• Directions for this task: Please set down word for word every line from the one holding "point(1090, 407)" to the end of the data below, both included.

--*--

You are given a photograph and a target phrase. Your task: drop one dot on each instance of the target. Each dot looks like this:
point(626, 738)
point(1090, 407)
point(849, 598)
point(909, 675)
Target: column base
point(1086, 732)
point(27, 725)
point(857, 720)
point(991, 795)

--*--

• Solution to this exercise:
point(1090, 407)
point(849, 598)
point(909, 675)
Target: column base
point(1086, 732)
point(27, 725)
point(857, 720)
point(991, 795)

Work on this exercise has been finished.